**WORK TO BE COMPLETED**
Update the lines from the one containing "Should you be willing to segment every instance of the office" through the one containing "146], [75, 142]]]", inclusive, by replacing "valued" with "appreciated" and leaving everything else unchanged. Return only those lines.

begin MATERIAL

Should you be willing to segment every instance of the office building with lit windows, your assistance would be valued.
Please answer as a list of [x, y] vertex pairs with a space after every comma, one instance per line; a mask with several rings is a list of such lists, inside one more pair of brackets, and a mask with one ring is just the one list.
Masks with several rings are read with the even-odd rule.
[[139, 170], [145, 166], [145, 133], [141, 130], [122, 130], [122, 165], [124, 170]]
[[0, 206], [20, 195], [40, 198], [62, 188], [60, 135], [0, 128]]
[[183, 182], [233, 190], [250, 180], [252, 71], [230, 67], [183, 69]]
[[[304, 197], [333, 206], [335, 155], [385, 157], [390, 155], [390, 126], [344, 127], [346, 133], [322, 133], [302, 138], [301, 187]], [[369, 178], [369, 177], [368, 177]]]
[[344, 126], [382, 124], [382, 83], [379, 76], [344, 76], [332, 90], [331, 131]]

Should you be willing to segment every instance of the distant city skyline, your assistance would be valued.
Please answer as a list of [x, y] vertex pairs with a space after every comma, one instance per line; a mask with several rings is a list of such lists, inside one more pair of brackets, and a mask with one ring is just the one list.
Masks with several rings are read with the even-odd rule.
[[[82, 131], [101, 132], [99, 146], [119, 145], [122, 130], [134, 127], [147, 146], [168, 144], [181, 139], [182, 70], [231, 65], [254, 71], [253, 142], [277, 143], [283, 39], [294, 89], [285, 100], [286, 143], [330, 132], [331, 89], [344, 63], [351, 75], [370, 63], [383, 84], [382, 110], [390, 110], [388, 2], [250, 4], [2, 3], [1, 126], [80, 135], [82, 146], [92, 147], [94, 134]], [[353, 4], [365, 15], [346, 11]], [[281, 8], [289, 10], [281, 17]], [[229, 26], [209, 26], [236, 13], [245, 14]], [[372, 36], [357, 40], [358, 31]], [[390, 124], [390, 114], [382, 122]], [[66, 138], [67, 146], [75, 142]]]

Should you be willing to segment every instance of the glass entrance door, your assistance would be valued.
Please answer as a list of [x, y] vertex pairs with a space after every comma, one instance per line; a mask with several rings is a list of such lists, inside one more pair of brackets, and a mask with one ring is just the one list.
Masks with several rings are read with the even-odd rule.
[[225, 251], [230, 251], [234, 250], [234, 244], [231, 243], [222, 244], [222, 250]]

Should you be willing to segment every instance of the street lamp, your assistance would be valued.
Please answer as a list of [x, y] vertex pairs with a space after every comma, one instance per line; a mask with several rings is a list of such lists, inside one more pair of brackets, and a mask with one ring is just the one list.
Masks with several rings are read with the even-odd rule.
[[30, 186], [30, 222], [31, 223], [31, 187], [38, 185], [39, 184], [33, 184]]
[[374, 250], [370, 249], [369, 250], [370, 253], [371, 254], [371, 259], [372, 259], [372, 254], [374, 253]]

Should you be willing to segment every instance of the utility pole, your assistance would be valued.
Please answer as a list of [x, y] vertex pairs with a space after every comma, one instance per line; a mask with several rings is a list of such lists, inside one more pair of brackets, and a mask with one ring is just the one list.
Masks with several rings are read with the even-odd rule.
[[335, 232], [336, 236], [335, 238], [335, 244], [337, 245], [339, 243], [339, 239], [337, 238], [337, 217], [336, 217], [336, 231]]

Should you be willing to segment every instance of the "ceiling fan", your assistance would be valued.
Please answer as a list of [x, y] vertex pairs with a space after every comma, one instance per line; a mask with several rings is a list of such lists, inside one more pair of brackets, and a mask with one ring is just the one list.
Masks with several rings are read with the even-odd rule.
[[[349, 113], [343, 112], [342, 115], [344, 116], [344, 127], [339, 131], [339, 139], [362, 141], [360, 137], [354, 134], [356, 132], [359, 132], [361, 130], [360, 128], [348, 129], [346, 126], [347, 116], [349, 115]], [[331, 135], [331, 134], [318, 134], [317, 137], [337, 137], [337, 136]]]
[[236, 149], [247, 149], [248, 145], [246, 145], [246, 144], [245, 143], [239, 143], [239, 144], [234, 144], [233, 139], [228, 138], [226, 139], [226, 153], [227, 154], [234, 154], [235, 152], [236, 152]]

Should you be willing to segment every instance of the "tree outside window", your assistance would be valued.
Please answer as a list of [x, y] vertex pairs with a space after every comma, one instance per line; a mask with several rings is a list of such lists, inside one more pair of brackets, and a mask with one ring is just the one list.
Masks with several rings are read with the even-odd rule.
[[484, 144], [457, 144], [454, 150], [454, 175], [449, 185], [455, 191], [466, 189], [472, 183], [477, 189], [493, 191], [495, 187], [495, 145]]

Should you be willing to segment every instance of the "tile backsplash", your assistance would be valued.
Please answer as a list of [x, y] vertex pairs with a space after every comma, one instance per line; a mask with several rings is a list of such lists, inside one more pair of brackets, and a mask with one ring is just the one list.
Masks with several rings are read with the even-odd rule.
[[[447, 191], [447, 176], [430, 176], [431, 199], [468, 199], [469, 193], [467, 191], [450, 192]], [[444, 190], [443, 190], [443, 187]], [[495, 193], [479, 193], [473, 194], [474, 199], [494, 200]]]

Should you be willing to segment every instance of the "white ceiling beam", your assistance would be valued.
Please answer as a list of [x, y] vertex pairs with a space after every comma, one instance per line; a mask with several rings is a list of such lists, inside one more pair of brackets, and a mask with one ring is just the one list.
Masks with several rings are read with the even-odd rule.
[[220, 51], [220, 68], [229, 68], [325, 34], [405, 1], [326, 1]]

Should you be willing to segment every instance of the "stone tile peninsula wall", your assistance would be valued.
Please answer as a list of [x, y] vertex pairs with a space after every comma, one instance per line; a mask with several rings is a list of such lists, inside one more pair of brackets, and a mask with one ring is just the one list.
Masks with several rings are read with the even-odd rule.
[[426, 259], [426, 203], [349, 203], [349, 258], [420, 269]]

end MATERIAL
begin MATERIAL

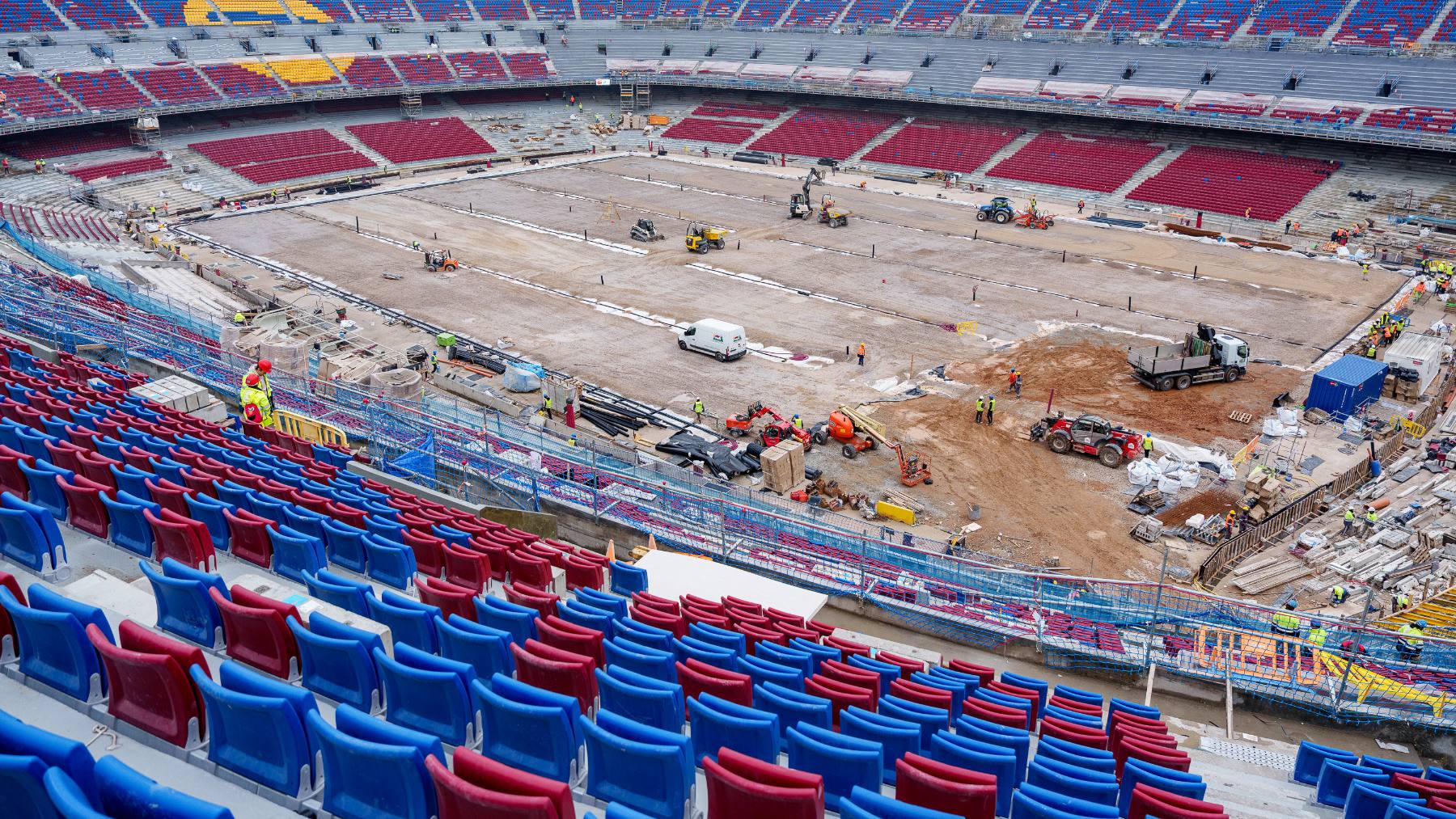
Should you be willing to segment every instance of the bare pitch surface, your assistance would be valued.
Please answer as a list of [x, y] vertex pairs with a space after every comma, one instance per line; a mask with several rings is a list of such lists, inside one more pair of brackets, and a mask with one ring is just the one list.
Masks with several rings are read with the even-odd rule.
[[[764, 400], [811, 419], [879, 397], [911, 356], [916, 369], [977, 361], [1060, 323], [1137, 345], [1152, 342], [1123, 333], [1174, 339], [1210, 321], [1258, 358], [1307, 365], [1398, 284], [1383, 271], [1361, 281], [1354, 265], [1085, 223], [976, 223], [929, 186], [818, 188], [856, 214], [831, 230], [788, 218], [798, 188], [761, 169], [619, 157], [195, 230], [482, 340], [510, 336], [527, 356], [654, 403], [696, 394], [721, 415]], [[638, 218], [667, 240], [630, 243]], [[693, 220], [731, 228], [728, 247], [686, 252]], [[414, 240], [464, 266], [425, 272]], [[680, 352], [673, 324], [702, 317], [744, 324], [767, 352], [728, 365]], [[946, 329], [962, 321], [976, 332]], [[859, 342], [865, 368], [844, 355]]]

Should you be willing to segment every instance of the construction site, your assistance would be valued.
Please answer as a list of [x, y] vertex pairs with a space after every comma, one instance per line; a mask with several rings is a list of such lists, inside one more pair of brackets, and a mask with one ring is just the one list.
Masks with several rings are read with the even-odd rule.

end MATERIAL
begin MATERIAL

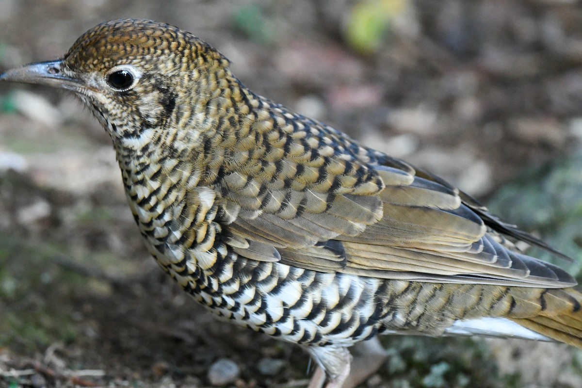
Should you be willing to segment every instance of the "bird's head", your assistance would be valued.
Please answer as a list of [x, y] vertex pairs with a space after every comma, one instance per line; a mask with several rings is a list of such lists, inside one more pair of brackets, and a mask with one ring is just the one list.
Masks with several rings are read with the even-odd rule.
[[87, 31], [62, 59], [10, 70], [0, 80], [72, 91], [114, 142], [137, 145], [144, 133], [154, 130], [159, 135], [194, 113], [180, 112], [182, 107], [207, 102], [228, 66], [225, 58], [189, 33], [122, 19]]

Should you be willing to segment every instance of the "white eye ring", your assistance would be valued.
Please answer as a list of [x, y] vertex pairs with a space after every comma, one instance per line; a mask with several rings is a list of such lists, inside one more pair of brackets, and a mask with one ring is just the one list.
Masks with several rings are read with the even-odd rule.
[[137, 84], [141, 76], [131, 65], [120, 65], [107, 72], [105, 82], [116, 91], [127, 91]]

end MATERIAL

**EXERCISE RESULT**
Should you be willing to segment every instance of the office building with lit windows, your assistance would be appreciated.
Please answer as a list of [x, y] vertex pairs with a space after every comma, one instance per line; a mask with several rings is a list of such lists, inside one more pair of brackets, and a mask with one ring is just the one list.
Masks with several rings are read with the even-odd rule.
[[139, 170], [145, 166], [145, 133], [141, 130], [122, 130], [122, 165], [124, 170]]
[[0, 206], [20, 195], [40, 198], [62, 188], [60, 135], [0, 128]]
[[183, 182], [233, 190], [250, 180], [252, 71], [230, 67], [183, 69]]
[[[304, 197], [333, 206], [335, 155], [385, 157], [390, 155], [390, 126], [344, 127], [346, 133], [322, 133], [302, 138], [301, 187]], [[369, 178], [369, 177], [368, 177]]]
[[344, 126], [382, 124], [382, 83], [379, 76], [344, 76], [332, 90], [331, 131]]

Should you be willing to segment every instance of the distant city skyline, your assistance would be appreciated.
Please answer as a list of [x, y] vertex pairs with a space after every comma, one instance per line; a mask with several rings is a list of such lists, inside one more pair of brackets, and a mask with one ring is just the one list.
Masks with several rings are read with the even-odd rule.
[[[82, 131], [101, 132], [99, 146], [119, 145], [122, 130], [134, 127], [147, 146], [168, 144], [181, 139], [182, 70], [231, 65], [254, 71], [253, 142], [277, 143], [283, 39], [294, 89], [285, 100], [286, 143], [330, 132], [331, 89], [344, 63], [351, 75], [370, 63], [383, 84], [382, 110], [390, 110], [388, 2], [250, 4], [2, 3], [1, 126], [80, 135], [82, 146], [92, 147], [94, 134]], [[353, 4], [365, 15], [346, 11]], [[281, 8], [289, 10], [281, 17]], [[229, 26], [209, 26], [236, 13], [245, 14]], [[372, 36], [357, 40], [358, 31]], [[390, 124], [390, 114], [382, 122]], [[66, 138], [67, 146], [75, 142]]]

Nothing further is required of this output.